Excerpt provided:
Hands on with Gemini CLI

It seems like the CLI-based agents are coming in thick and fast now with Google finally catching up to Claude Code from Anthropic and Codex CLI from OpenAI. And that’s not to mention the adjacent world that lives in the IDE courtesy of GitHub, Cursor, Windsurf and others.

Since I/O in May, Google has been emitting a steady stream of PR releases on various AI tools and products they are making available. The cynic in me feels this is all about Google trying to convince the world that they are important and relevant after having been thoroughly outpaced in the opening year or two of AI products coming to market. AI research at Google does proceed at pace and continues to make significant headway - but that doesn’t win consumer eyeballs.

Today, Google released Gemini CLI, their command line based tooling primarily aimed at developers who want to not just produce code, but also run commands related to it or orchestrate other parts of their system.

For me, very much a CLI-oriented developer, this feels much more aligned to my way of working so I continue to play with these tools to see how they perform.

One of my gripes with Codex CLI and Claude Code is you’re paying per token, and trying to evaluate how many tokens you’ll need to do a task (especially with chatty reasoning models) is almost impossible to determine ahead of time. So it’s very unclear whether a task might cost $0.30 (very, very unlikely), $3.00 (relatively frequent) or $30.00 (not as infrequent as I’d like).

In the Preview at least, Gemini CLI is more flexible, with high default usage limits which recycle every day, and if you exceed the limit, you get dropped down from Gemini Pro 2.5 to Gemini Flash 2.5 - a less capable but still very good model (though this behaviour is undocumented).

First tasks

Set up was very straightforward.

Dropping into the Gemini command line, it looks and behaves very much like Claude Code and Codex CLI and so I started with the usual task of getting the tool to give an overview of the application and see what it produced.

Data records:
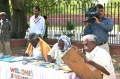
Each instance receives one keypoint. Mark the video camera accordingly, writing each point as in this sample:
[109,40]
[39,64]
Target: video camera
[91,13]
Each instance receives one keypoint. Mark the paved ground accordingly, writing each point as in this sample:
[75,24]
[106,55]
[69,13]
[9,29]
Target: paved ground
[115,58]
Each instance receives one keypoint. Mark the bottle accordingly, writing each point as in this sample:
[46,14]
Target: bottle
[24,60]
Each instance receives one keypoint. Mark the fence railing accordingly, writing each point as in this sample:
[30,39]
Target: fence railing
[59,15]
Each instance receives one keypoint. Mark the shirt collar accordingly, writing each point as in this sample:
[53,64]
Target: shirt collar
[93,52]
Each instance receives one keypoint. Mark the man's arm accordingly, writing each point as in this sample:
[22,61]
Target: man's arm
[87,29]
[99,67]
[43,27]
[108,25]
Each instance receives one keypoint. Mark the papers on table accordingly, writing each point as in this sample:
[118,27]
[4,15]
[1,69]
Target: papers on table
[11,59]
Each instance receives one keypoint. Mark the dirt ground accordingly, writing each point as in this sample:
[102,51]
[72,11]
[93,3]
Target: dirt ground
[115,58]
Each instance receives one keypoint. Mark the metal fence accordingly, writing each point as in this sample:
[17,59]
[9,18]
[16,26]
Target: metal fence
[59,15]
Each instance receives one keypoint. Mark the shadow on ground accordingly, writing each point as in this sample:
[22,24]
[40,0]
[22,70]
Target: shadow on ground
[18,51]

Assigned task 1: In the Gemini CLI article, which model are users switched to after they exceed the daily usage limit?
Assigned task 2:
Say whether each statement agrees with the Gemini CLI article, answering yes or no and quoting the deciding words.
(a) The writer found setting up Gemini CLI very straightforward.
(b) The writer says a task costing $0.30 with Codex CLI or Claude Code happens relatively frequently.
(c) In the Preview, Gemini CLI's default usage limits recycle every week.

Answer section 1: Gemini Flash 2.5

Answer section 2:
(a) Yes: "Set up was very straightforward."
(b) No: "$0.30 (very, very unlikely)"
(c) No: "high default usage limits which recycle every day"